Repeat the material exactly as it appears.

________________________

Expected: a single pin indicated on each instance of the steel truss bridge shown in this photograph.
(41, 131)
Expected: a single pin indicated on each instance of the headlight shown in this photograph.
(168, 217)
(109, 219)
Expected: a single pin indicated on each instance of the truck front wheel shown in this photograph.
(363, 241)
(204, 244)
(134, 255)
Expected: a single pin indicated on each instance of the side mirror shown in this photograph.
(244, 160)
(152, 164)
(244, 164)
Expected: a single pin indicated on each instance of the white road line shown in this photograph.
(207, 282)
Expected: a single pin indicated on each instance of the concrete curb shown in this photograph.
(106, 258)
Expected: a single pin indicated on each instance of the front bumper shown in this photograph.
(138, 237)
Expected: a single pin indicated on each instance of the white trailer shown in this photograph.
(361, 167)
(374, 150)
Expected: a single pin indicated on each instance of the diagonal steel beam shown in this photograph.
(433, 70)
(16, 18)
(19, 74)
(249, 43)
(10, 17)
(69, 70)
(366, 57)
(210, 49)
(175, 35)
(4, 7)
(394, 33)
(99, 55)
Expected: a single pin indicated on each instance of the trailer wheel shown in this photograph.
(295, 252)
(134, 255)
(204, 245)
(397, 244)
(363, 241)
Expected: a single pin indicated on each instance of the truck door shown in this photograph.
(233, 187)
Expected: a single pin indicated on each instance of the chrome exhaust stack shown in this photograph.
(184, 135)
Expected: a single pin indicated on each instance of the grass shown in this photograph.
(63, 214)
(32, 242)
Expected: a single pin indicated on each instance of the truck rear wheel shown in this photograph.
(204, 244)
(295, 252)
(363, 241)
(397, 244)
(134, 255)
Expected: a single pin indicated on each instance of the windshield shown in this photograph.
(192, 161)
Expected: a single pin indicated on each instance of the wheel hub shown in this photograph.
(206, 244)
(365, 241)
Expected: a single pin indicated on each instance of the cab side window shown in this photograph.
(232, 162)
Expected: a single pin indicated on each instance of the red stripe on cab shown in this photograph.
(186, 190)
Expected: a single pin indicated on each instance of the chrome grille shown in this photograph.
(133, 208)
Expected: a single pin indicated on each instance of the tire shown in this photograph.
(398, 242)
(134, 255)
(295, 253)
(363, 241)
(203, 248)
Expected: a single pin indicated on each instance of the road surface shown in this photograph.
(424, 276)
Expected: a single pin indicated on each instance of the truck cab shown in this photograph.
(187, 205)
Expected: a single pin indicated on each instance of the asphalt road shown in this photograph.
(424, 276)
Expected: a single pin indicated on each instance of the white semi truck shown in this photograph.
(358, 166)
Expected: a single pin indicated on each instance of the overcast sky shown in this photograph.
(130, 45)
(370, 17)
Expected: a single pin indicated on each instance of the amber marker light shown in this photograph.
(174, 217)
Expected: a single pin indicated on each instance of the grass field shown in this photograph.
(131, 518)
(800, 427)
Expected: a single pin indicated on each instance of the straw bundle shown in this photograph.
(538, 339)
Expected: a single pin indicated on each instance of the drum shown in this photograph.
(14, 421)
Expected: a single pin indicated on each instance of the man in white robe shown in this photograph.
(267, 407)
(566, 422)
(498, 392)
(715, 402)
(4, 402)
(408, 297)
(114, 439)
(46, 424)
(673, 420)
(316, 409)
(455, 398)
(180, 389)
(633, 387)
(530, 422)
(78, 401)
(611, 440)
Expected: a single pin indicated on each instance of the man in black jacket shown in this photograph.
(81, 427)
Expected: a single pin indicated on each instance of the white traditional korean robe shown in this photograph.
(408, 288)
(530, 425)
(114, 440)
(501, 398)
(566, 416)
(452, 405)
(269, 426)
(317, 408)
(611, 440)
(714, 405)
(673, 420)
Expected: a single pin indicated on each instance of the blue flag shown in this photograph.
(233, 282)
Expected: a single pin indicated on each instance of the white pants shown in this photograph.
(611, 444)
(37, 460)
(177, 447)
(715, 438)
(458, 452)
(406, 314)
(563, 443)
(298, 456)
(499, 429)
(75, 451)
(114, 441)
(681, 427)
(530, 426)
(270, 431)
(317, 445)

________________________

_Worked answer_
Expected: a single pin indicated on each instance of the steel truss bridge shown in this photograph.
(41, 131)
Expected: a single pin indicated on each instance of the headlight shown in this photograph.
(168, 217)
(109, 219)
Expected: a single pin indicated on each instance of the truck front wheel shown in this photograph.
(363, 241)
(204, 244)
(134, 255)
Expected: a single pin indicated on each instance of the side mirror shown in this photograph.
(244, 160)
(152, 164)
(244, 164)
Expected: a single pin indicated on each instance of the white road line shown in this photograph.
(207, 282)
Expected: a single pin indicated on each instance of the concrete curb shown in this photograph.
(106, 258)
Expected: a single pin indicated on each instance of the front bumper shown in this photograph.
(138, 237)
Expected: a single pin indicated on each instance of the white trailer shown in this photograph.
(361, 167)
(374, 150)
Expected: a single pin indicated on each instance of the diagonal steel beam shown in this photograph.
(433, 70)
(16, 18)
(19, 74)
(249, 43)
(10, 17)
(69, 70)
(366, 57)
(210, 49)
(175, 35)
(4, 7)
(394, 33)
(99, 55)
Expected: a single pin indicated on each instance of the trailer wheel shown in this photograph.
(295, 252)
(134, 255)
(204, 245)
(397, 244)
(363, 241)
Expected: a single pin indicated on each instance of the truck door shown in this photograph.
(233, 187)
Expected: a single pin indicated on each instance of the chrome exhaust stack shown in this photograph.
(184, 135)
Expected: a single pin indicated on each instance of the grass shown in this photograph.
(63, 214)
(32, 242)
Expected: a single pin indicated on each instance of the truck rear wheel shown in this photograph.
(204, 244)
(295, 252)
(363, 241)
(397, 244)
(134, 255)
Expected: a single pin indicated on each instance of the windshield shown in this photograph.
(192, 161)
Expected: a single pin indicated on each instance of the wheel hub shown in this photograph.
(206, 244)
(365, 241)
Expected: a single pin indicated on each instance of the cab side window shown in this photograph.
(232, 162)
Expected: a single pin indicated on each instance of the red stripe on cab shown in this photograph.
(186, 190)
Expected: a single pin indicated on each instance of the chrome grille shown in this photograph.
(133, 208)
Expected: a single pin indicated on each instance of the tire shown in this photograph.
(398, 242)
(134, 255)
(295, 253)
(363, 241)
(203, 248)
Expected: a single pin indicated on each instance of the road surface shown in this photograph.
(424, 276)
Expected: a single pin indicated on each instance of the truck cab shown in this photograph.
(187, 205)
Expected: a single pin indicated on each instance of the asphalt road shown in this photograph.
(424, 276)
Expected: a single pin indicated on each instance of the white semi truck shown in this photograph.
(358, 166)
Expected: a single pin indicated on each instance of the overcast sky shown in this photograph.
(130, 45)
(370, 17)
Expected: a single pin indicated on each instance of the amber marker light shown in this photograph.
(174, 217)
Expected: a single pin indicated on each instance of the grass field shown in this photograph.
(131, 518)
(800, 427)
Expected: a single pin indicated on each instance of the straw bundle shown in this photograph.
(538, 339)
Expected: a single pin indicated on each instance of the drum shown in this photograph.
(14, 421)
Expected: a single pin indicated on each instance of the man in white robe shown in this photograph.
(267, 407)
(566, 422)
(498, 392)
(715, 402)
(4, 402)
(408, 297)
(114, 439)
(46, 424)
(673, 420)
(316, 409)
(455, 398)
(180, 389)
(633, 387)
(530, 422)
(78, 401)
(611, 440)
Expected: a single pin indicated on each instance of the man in black jacket shown in this photograph.
(81, 427)
Expected: a single pin indicated on each instance of the white traditional korean robe shown in this photograph.
(408, 288)
(530, 425)
(114, 440)
(501, 398)
(566, 416)
(452, 405)
(269, 426)
(317, 408)
(611, 440)
(714, 405)
(673, 420)
Expected: a single pin indicated on each instance of the blue flag shown in this photograph.
(233, 282)
Expected: a single pin indicated on each instance of the white pants shown in this photograph.
(611, 444)
(37, 460)
(177, 447)
(715, 438)
(458, 452)
(406, 314)
(563, 443)
(298, 456)
(499, 429)
(75, 451)
(114, 441)
(681, 427)
(530, 426)
(270, 431)
(317, 445)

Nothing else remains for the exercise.